▶ What to work on
• A. From the passage on the Church and evolution, set down the portion starting with "Now when I talk" and going on through "of the world.".
• B. Summarize the passage on the Church and evolution in two sentences.

▶ Given passage

Evolution is just the painful process of distinguishing the true fundamentals of the faith from those we have invented along the way and adapting our beliefs and actions accordingly in order to survive in a changing environment. Sometimes we evolve because our environment disgusts us, sometimes because it challenges us, but always because the legitimacy of our faith depends on it. The same adaptability that allowed Paul to become all things to all people applies to the Church collectively. The ability of the Body of Christ to change-to grow fins when it needs to swim and wings when it needs to fly-is what keeps it alive and vibrant and relevant in this ever-changing world.

Now when I talk about the influence of culture on the Church, my metaphor of evolution should not be mistaken with accommodation. Accommodation is the opposite of evolution. Accommodation happens when the Church simply gives up and gets eaten up by the culture, when it fails to evolve as a unique creature and becomes indistinguishable from the rest of the world.

Images for object localization:
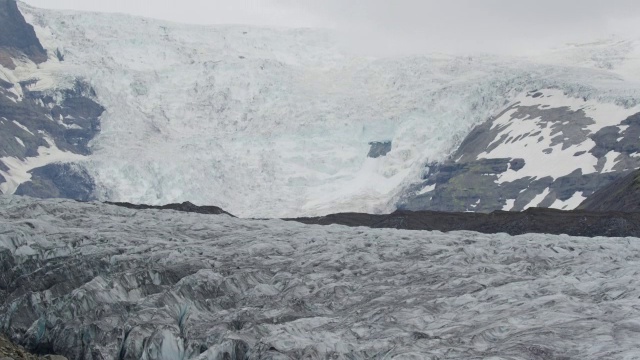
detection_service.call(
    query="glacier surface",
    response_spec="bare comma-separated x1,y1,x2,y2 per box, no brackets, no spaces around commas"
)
11,4,640,217
0,196,640,360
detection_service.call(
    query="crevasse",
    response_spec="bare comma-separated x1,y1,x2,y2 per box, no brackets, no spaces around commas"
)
17,5,636,217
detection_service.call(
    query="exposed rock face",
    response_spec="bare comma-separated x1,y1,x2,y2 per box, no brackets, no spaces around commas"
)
579,171,640,212
0,196,640,360
15,163,95,201
0,335,67,360
0,0,104,200
107,201,235,217
367,141,391,159
399,90,640,212
0,0,47,68
288,208,640,237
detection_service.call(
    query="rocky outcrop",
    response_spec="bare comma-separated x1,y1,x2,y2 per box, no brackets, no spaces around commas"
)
0,0,104,201
0,335,67,360
398,90,640,212
107,201,235,217
15,163,96,201
287,208,640,237
578,171,640,212
0,0,47,69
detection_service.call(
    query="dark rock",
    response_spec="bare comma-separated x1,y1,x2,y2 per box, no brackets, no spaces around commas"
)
285,208,640,237
396,103,640,213
578,170,640,212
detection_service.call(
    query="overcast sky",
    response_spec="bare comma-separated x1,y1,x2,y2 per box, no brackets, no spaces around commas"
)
25,0,640,54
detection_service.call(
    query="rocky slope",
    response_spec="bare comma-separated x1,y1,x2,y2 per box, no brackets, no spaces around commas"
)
288,208,640,237
0,196,640,360
579,171,640,212
1,4,640,217
0,0,104,200
400,90,640,212
0,335,67,360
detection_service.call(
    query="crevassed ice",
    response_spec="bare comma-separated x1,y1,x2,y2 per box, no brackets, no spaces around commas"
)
21,5,635,216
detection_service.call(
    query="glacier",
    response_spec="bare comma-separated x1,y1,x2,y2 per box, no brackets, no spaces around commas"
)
0,196,640,360
11,3,640,217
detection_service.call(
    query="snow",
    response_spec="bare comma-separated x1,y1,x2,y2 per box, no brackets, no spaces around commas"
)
516,89,640,133
601,150,622,174
524,188,551,210
0,196,640,359
478,104,598,183
502,199,516,211
0,135,86,194
13,4,638,217
549,191,587,210
418,184,436,195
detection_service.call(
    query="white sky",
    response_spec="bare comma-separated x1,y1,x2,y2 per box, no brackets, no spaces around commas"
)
20,0,640,54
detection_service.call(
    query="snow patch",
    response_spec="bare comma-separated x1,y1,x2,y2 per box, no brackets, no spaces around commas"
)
418,184,436,195
601,150,622,174
550,191,587,210
502,199,516,211
0,136,86,194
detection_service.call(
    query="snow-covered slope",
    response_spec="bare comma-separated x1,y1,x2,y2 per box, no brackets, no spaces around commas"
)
400,89,640,211
0,0,103,200
3,4,639,216
0,196,640,360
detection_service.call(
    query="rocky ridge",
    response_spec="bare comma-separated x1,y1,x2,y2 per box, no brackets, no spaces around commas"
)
0,196,640,360
0,0,104,201
579,171,640,212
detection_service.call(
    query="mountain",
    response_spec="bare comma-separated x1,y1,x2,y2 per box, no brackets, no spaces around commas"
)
0,3,640,217
5,196,640,360
578,170,640,212
0,0,104,200
286,207,640,237
0,0,47,70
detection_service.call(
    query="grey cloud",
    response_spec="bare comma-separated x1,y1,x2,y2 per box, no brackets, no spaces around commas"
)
22,0,640,54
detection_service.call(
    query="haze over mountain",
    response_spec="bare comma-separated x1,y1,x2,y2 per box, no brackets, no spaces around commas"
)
0,0,640,360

▶ Responses
• A.
Now when I talk about the influence of culture on the Church, my metaphor of evolution should not be mistaken with accommodation. Accommodation is the opposite of evolution. Accommodation happens when the Church simply gives up and gets eaten up by the culture, when it fails to evolve as a unique creature and becomes indistinguishable from the rest of the world.

• B. The passage describes evolution as the painful process of separating the true fundamentals of the faith from those invented along the way and adapting beliefs and actions to survive in a changing environment, an adaptability that keeps the Church alive and relevant. It contrasts this with accommodation, evolution's opposite, in which the Church gives up, gets eaten up by the culture, and becomes indistinguishable from the rest of the world.